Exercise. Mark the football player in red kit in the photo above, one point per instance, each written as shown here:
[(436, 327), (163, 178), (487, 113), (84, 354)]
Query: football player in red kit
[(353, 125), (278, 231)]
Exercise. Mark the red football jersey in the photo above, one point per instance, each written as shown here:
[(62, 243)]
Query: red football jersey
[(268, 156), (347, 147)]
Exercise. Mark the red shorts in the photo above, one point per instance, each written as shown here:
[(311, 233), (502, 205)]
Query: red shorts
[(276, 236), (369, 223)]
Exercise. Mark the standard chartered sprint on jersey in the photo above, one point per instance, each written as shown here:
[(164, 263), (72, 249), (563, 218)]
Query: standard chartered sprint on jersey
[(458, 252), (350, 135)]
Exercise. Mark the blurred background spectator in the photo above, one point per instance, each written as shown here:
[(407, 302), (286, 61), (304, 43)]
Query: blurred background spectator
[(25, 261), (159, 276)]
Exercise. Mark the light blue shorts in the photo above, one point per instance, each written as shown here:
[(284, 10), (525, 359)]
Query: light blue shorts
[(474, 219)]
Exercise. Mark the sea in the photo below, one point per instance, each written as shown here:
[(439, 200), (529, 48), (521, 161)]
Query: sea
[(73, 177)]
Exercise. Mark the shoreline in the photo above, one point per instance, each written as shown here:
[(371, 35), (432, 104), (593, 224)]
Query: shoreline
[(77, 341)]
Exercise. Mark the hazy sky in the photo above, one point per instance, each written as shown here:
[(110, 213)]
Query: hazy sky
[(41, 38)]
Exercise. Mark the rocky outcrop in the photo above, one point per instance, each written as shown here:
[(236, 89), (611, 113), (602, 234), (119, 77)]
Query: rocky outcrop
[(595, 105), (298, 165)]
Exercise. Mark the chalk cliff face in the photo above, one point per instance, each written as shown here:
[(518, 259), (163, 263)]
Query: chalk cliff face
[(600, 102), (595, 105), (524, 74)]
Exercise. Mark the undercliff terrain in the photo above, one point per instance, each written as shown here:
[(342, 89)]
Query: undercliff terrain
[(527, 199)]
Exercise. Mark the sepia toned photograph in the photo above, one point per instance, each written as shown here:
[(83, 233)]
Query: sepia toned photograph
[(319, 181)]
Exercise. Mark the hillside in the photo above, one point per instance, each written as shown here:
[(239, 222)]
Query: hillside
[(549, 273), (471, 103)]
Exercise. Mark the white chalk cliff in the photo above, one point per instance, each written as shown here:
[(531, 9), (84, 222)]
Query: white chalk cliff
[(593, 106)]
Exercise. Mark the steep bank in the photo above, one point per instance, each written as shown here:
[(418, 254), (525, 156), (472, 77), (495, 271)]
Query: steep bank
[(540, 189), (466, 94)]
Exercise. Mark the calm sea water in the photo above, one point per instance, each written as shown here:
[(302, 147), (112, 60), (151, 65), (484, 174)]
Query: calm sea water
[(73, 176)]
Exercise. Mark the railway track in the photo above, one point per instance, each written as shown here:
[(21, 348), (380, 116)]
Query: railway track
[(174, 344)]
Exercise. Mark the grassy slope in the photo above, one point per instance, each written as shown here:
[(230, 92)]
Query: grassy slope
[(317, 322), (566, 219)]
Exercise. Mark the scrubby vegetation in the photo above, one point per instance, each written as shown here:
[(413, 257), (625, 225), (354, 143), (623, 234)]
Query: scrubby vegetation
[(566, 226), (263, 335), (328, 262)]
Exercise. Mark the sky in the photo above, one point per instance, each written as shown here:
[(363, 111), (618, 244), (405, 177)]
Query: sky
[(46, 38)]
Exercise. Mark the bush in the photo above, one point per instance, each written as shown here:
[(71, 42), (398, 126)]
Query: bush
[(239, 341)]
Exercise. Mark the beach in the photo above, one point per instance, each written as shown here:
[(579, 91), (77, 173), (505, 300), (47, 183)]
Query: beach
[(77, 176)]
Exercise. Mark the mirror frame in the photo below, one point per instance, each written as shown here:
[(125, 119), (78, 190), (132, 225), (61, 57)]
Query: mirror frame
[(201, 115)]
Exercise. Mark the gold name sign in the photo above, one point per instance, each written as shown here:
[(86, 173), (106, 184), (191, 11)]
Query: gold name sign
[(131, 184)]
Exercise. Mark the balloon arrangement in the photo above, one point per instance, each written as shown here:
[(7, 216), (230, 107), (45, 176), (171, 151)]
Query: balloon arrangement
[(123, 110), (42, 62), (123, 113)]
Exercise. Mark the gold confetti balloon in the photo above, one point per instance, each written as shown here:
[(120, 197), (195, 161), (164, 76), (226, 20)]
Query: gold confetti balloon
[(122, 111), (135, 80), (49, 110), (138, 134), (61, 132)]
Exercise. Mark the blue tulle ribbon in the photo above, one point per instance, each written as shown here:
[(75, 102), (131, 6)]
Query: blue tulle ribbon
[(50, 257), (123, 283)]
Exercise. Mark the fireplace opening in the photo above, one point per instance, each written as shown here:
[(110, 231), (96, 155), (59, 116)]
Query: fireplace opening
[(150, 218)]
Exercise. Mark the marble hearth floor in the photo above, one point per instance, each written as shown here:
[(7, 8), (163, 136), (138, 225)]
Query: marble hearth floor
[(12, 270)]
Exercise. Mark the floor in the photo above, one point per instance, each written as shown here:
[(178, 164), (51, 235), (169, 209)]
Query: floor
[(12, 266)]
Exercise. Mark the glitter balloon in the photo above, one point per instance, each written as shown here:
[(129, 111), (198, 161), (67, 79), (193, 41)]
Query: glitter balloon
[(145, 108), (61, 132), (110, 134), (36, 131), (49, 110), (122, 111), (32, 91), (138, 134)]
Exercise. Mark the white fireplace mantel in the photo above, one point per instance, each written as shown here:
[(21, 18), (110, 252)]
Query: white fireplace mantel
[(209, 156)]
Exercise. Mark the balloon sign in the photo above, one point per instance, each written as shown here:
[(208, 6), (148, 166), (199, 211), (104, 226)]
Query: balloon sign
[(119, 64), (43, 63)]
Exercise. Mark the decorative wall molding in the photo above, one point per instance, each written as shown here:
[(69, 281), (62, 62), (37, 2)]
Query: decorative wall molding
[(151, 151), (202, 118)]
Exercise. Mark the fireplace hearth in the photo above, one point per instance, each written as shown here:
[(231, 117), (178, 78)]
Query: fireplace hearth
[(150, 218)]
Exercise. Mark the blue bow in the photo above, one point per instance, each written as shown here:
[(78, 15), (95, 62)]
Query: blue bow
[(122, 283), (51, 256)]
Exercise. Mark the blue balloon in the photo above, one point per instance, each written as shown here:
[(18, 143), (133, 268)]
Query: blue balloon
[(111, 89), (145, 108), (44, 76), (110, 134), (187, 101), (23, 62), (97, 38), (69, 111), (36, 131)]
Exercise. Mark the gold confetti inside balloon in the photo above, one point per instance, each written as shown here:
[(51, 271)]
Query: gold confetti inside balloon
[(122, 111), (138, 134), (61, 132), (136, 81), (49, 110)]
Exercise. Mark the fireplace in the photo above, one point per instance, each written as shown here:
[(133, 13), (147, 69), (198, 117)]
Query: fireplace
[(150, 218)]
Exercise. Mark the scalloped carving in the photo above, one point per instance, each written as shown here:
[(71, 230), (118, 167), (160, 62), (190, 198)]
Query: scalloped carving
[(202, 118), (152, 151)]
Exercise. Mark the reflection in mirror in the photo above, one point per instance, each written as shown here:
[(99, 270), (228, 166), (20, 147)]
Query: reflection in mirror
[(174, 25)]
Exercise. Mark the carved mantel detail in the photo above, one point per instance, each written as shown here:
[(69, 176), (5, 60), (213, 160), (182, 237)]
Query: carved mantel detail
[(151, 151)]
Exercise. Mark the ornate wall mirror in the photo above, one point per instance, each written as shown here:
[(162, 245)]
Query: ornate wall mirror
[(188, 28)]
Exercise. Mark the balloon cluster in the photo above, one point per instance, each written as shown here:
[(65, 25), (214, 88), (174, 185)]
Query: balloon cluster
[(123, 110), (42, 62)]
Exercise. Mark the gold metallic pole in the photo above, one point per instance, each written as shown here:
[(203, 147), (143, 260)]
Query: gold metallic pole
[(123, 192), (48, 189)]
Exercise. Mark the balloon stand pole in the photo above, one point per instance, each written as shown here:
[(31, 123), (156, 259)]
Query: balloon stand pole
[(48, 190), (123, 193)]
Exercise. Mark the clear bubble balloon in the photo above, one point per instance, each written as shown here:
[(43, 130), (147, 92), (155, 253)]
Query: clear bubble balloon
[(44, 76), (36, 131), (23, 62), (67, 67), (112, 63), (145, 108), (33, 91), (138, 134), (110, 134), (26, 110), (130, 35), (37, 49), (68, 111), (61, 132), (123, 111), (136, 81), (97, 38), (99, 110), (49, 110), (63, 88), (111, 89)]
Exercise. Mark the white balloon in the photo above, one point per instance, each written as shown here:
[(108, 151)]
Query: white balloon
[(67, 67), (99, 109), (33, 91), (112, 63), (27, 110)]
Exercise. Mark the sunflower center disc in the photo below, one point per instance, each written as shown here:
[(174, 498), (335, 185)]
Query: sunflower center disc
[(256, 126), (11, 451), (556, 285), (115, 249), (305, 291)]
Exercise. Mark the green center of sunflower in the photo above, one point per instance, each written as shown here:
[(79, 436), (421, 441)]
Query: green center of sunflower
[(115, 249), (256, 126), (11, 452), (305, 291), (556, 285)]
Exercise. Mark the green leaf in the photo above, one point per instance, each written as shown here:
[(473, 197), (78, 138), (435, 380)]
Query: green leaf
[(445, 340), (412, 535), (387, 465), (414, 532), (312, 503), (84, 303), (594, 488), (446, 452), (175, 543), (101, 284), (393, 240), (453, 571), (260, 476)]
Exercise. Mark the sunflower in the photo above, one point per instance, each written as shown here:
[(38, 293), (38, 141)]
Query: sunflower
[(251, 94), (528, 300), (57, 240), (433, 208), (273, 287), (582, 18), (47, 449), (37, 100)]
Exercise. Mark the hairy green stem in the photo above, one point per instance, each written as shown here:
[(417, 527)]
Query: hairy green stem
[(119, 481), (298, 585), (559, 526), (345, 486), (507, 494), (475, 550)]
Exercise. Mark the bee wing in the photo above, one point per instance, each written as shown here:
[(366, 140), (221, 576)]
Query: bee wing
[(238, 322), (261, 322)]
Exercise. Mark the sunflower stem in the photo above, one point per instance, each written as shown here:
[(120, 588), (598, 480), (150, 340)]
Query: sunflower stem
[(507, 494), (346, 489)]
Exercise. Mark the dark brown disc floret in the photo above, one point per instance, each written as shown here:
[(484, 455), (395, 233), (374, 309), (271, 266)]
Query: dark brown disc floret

+++

# Written exercise
Turn the part of the data above that opens with the line containing "Exercise. Mark the scrubby" and closes with the line containing "[(566, 226), (263, 335), (328, 262)]" into a Markdown table with the columns Row and Line. Give each line its own row, numbered in order, and leave out blank lines.

# Solved exercise
| Row | Line |
|---|---|
| 1 | Exercise. Mark the scrubby vegetation in the photo above, one point per instance, each written as shown here: |
| 2 | [(413, 257), (625, 225), (354, 143), (623, 234)] |
| 3 | Query: scrubby vegetation |
| 4 | [(566, 226), (263, 335), (328, 262)] |